• _GOAL_
Which lines in the records below contain the string "wiper"? Find them and copy each one; case counts.

• _GIVEN DATA_
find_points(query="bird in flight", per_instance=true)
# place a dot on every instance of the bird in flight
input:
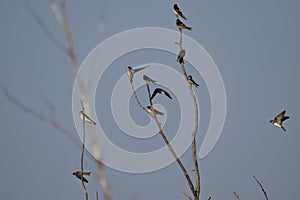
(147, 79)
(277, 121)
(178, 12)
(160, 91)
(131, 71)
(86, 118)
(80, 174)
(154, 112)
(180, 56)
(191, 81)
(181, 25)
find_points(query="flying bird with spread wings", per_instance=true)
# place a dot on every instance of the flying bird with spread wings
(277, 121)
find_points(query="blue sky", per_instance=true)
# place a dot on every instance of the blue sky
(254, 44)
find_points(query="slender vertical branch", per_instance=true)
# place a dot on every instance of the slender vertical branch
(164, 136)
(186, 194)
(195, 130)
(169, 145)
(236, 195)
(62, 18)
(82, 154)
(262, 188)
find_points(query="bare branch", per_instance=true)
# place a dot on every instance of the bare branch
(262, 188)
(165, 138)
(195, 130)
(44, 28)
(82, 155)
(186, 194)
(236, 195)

---

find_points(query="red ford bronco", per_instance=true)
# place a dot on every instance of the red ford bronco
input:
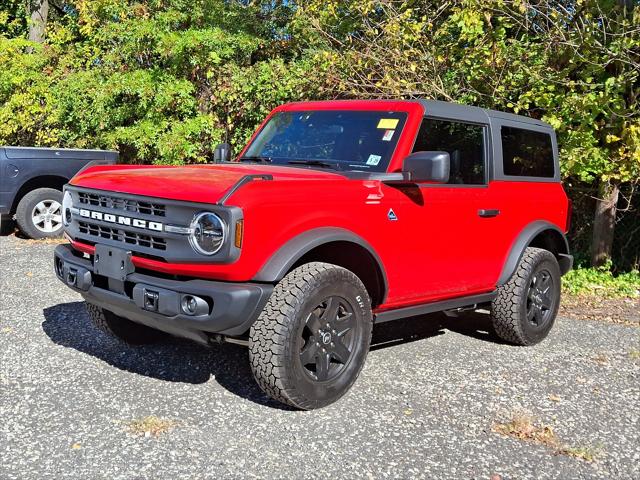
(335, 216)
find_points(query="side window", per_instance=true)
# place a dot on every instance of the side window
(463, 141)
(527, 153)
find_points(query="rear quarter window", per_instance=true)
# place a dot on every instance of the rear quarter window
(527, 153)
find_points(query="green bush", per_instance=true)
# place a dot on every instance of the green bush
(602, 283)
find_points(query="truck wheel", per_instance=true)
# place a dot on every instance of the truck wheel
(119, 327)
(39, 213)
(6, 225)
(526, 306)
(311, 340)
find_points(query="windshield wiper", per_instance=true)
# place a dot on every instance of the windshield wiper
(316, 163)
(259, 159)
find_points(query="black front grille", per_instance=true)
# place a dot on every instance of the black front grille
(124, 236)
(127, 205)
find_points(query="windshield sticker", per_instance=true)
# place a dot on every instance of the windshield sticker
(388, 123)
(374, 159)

• _THE RESULT_
find_points(query="windshield wiper", per_instance=true)
# place a dot on every instance of the windshield wiper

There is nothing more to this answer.